Work to be completed
Output every line of the entries below as a Markdown table with two columns, No. and Entry Line. Number the rows in order and omit any blank lines.
┌──
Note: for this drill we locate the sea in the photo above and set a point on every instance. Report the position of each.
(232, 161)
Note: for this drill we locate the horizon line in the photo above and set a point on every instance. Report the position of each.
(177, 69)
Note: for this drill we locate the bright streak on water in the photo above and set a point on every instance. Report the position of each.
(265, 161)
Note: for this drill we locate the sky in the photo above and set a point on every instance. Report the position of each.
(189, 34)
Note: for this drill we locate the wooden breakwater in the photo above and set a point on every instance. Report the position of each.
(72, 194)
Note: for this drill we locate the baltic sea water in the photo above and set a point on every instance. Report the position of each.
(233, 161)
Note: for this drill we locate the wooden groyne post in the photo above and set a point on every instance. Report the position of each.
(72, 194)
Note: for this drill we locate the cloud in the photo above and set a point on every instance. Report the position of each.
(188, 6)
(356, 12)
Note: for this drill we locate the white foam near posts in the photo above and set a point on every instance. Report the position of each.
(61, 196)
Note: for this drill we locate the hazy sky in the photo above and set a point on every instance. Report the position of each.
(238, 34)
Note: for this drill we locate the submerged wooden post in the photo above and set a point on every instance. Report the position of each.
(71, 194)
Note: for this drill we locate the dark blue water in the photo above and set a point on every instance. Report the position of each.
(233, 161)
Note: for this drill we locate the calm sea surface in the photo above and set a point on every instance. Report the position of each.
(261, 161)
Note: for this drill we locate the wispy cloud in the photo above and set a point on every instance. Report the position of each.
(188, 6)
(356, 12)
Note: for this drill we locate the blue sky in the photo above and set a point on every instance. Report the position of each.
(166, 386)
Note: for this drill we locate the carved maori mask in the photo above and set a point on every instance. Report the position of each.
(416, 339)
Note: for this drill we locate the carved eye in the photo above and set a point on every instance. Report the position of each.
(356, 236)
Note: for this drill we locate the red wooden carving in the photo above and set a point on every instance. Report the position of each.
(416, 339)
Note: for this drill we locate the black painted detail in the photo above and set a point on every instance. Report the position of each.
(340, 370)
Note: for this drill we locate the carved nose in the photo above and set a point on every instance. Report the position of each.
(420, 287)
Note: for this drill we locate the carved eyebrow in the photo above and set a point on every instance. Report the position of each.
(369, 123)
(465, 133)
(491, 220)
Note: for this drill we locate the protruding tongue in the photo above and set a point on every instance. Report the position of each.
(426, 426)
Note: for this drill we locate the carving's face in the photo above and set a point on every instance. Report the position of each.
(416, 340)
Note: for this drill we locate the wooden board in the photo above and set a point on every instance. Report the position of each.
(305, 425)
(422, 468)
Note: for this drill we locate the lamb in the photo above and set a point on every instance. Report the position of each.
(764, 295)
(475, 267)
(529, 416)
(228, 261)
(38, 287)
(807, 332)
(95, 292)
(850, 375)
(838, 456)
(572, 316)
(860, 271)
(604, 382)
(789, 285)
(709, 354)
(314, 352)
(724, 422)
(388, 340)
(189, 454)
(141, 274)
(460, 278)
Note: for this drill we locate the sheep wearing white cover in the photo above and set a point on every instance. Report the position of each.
└──
Written response
| No. | Entry Line |
|---|---|
| 1 | Note: for this drill we locate the sea in the photo above and set a point on every instance. Report the position of each. |
| 2 | (232, 161) |
| 3 | Note: for this drill we locate the horizon line in the photo above and set a point on every instance. Report the position of each. |
| 4 | (177, 69) |
| 5 | Note: for this drill we locate the bright streak on water in the photo above and set a point on every instance. Report the position of each. |
| 6 | (265, 161) |
| 7 | Note: for this drill we locate the sky in the photo above and set a point on every instance. Report the position of each. |
| 8 | (189, 34) |
| 9 | Note: for this drill we locate the wooden breakwater in the photo above and set a point on every instance. Report the position of each. |
| 10 | (72, 194) |
| 11 | Note: for this drill we locate the baltic sea water in the photo above and set a point on every instance. Report the position of each. |
| 12 | (233, 161) |
| 13 | Note: for this drill we locate the wooden groyne post in the photo above and set a point on every instance. Report the position of each. |
| 14 | (72, 194) |
| 15 | Note: for this drill we locate the cloud in the photo above and set a point on every instance. Report the position of each. |
| 16 | (188, 6) |
| 17 | (356, 12) |
| 18 | Note: for this drill we locate the white foam near posts in the photo above and set a point on every instance. Report the position of each. |
| 19 | (61, 196) |
| 20 | Note: for this drill we locate the hazy sky in the photo above and set a point on every instance. Report the position of each. |
| 21 | (238, 34) |
| 22 | Note: for this drill we locate the submerged wooden post in the photo above and set a point on every instance. Report the position of each. |
| 23 | (71, 194) |
| 24 | Note: for this drill we locate the dark blue water in the photo above and set a point on every instance. Report the position of each. |
| 25 | (233, 161) |
| 26 | Note: for this drill we locate the calm sea surface in the photo above and set a point on every instance. Report the position of each. |
| 27 | (261, 161) |
| 28 | Note: for this drill we locate the wispy cloud in the photo above and set a point on every instance. Report the position of each. |
| 29 | (188, 6) |
| 30 | (356, 12) |
| 31 | Note: for this drill we locate the blue sky in the photo above and set a point on every instance. Report the position of each. |
| 32 | (166, 386) |
| 33 | Note: for this drill we locate the carved maori mask in the photo above and set a point on every instance. Report the position of each. |
| 34 | (416, 339) |
| 35 | Note: for this drill we locate the carved eye in the photo above and set a point on every instance. Report the position of each. |
| 36 | (356, 236) |
| 37 | Note: for this drill we locate the red wooden carving in the photo above and set a point on every instance. Report the position of each. |
| 38 | (416, 339) |
| 39 | Note: for this drill we locate the black painted detail in the photo above and set a point on every instance. Report the position of each. |
| 40 | (340, 370) |
| 41 | Note: for this drill we locate the carved nose in the photo above and set a point on every instance. Report the position of each. |
| 42 | (420, 287) |
| 43 | Note: for this drill we locate the carved eyebrow in the photo above and set a point on every instance. Report the position of each. |
| 44 | (369, 123) |
| 45 | (465, 133) |
| 46 | (491, 220) |
| 47 | Note: for this drill we locate the protruding tongue in the photo above and set a point on every instance. Report the position of each. |
| 48 | (426, 426) |
| 49 | Note: for this drill we locate the carving's face in the photo above and set a point on every instance. Report the position of each. |
| 50 | (416, 340) |
| 51 | Note: for this drill we locate the wooden board in the photo above and set a point on every instance. Report the position of each. |
| 52 | (305, 425) |
| 53 | (422, 468) |
| 54 | Note: for this drill we locate the lamb in the photo above and set a point on every instance. Report the position of each. |
| 55 | (764, 295) |
| 56 | (475, 267) |
| 57 | (529, 416) |
| 58 | (228, 261) |
| 59 | (38, 287) |
| 60 | (807, 332) |
| 61 | (95, 292) |
| 62 | (850, 375) |
| 63 | (838, 456) |
| 64 | (572, 316) |
| 65 | (860, 271) |
| 66 | (604, 382) |
| 67 | (789, 285) |
| 68 | (709, 354) |
| 69 | (314, 352) |
| 70 | (724, 422) |
| 71 | (388, 340) |
| 72 | (189, 454) |
| 73 | (141, 274) |
| 74 | (460, 278) |
| 75 | Note: for this drill we locate the sheep wearing white cover in the photo above and set a point on every instance. Report the position of each. |